What you will do:
Extract the lines of the data starting at the line containing "In this photo, point at the shredded" and ending at the last line of the data. Reproduce them verbatim.

Data from a point labeling set:
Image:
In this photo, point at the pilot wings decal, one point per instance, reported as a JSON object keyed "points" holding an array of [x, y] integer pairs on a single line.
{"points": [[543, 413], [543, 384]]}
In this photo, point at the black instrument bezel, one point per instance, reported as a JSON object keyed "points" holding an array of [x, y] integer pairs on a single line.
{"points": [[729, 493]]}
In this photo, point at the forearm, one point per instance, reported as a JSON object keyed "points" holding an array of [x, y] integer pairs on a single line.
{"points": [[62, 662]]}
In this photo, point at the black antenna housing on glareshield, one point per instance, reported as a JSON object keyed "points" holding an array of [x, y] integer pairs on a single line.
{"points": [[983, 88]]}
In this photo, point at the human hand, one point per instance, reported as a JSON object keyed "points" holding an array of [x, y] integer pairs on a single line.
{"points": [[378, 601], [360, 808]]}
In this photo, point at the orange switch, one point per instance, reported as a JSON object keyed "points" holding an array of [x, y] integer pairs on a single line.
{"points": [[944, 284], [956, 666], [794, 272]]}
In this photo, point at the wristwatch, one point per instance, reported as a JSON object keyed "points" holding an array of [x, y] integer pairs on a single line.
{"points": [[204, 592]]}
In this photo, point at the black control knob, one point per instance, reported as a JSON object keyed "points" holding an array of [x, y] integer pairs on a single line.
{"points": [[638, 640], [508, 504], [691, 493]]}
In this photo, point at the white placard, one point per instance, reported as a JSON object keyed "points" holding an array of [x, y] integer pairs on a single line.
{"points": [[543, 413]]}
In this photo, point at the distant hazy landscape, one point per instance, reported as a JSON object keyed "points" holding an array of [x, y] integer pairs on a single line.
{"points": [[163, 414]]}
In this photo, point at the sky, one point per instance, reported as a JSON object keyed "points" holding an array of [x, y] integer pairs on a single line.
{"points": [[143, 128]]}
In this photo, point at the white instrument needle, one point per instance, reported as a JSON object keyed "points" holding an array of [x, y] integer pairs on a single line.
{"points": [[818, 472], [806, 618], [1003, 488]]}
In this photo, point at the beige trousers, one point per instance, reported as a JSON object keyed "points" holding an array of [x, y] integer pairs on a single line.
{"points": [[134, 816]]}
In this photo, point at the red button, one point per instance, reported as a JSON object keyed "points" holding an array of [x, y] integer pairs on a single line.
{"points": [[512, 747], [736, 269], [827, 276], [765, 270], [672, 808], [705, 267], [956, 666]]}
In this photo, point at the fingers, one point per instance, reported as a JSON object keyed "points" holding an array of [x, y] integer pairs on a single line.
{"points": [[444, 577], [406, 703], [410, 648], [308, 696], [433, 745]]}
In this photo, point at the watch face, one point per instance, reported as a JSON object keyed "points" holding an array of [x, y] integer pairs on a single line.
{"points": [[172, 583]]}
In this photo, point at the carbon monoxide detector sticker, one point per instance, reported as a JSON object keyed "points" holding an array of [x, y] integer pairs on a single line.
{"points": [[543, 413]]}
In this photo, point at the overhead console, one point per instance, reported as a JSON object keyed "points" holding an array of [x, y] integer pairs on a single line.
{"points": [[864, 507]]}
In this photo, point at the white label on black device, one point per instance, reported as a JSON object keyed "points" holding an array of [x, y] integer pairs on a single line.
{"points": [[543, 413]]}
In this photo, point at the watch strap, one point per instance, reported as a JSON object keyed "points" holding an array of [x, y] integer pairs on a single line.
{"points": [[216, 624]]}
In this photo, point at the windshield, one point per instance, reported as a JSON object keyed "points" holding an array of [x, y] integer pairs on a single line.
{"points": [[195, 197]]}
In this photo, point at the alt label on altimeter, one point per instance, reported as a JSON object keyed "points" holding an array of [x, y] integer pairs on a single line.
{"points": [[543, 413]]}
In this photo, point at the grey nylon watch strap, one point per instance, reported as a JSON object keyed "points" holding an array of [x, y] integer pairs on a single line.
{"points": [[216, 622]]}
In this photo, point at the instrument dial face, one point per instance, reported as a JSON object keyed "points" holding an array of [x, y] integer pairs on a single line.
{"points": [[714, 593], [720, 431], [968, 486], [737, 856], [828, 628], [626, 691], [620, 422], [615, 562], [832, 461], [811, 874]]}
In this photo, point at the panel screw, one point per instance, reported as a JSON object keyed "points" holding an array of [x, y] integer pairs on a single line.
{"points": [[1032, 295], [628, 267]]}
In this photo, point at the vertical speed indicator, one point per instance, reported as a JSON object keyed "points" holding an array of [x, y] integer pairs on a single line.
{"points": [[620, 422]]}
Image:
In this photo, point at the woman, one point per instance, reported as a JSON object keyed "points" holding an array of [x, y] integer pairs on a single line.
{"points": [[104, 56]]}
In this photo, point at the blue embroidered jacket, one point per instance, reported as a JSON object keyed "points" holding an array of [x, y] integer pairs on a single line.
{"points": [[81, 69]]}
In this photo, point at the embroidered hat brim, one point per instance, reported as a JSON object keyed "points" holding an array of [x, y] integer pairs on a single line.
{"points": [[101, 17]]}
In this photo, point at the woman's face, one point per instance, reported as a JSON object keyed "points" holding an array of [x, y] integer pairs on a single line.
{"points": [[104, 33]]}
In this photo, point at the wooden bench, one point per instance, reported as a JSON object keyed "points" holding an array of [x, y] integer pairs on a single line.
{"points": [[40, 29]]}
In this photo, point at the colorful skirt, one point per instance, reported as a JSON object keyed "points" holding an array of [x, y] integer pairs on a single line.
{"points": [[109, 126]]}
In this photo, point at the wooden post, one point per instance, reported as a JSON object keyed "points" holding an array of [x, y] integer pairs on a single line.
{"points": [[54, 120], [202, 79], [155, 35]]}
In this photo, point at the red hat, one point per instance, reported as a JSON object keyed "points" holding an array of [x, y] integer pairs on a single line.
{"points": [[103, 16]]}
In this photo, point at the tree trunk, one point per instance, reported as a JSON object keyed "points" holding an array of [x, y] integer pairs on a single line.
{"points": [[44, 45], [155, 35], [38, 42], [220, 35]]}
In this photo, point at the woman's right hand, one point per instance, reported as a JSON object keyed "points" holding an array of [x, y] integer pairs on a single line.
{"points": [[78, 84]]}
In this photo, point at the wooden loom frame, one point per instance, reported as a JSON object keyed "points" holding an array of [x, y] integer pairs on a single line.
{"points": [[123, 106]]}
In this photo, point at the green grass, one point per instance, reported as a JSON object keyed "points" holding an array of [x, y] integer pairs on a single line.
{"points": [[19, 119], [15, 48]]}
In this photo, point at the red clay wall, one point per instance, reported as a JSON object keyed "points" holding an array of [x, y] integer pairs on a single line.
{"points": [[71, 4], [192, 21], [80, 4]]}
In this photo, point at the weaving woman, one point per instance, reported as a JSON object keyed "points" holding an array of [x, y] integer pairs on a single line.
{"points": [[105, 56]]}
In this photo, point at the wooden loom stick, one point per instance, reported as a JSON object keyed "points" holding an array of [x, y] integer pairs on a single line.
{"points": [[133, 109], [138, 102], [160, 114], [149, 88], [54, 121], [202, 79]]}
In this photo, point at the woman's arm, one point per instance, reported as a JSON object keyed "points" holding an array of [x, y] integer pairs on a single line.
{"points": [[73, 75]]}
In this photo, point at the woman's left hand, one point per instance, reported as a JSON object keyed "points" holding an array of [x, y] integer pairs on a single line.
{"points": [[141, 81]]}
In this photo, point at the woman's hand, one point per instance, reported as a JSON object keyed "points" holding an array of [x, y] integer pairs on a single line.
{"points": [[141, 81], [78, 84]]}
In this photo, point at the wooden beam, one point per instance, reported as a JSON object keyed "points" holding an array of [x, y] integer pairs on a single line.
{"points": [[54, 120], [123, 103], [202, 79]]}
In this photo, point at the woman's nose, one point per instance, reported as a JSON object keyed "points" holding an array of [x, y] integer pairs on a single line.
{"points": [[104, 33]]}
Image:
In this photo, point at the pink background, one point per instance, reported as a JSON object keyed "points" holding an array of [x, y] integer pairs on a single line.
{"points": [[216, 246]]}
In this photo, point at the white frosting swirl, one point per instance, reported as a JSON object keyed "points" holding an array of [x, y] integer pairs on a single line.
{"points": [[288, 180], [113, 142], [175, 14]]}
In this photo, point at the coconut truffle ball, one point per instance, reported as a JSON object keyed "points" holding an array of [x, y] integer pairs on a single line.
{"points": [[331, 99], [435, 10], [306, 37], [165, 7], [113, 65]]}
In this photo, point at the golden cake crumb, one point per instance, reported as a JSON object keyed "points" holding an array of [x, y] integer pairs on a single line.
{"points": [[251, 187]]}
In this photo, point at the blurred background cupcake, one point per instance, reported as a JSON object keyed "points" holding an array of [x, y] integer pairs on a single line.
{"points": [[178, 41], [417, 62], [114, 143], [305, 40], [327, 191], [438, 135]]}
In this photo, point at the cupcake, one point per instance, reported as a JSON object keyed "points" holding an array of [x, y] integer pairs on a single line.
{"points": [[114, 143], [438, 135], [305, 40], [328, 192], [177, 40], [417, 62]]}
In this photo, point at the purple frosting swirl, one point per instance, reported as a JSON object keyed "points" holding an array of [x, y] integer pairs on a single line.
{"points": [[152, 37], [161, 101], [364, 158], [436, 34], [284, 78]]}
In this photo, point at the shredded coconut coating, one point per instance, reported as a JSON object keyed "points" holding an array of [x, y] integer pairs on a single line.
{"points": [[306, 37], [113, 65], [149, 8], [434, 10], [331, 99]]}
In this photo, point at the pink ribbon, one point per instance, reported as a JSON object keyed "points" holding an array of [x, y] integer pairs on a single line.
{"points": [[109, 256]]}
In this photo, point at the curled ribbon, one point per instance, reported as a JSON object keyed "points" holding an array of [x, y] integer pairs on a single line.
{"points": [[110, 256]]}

Correct response:
In this photo, point at the shredded coconut coating, one point per instance, reported as a JSON object keyed "points" holding an array of [x, y] integer pairs on a single line.
{"points": [[306, 37], [113, 65], [149, 8], [434, 10], [331, 99]]}
In this photo, point at the pink ribbon, one point per instance, reported as a JSON object keyed "points" holding an array of [x, y] integer pairs on a single line.
{"points": [[109, 256]]}
In this photo, point at the curled ribbon, one point per instance, reported as a JSON object keyed "points" holding an array of [x, y] integer pairs on a single line.
{"points": [[110, 256]]}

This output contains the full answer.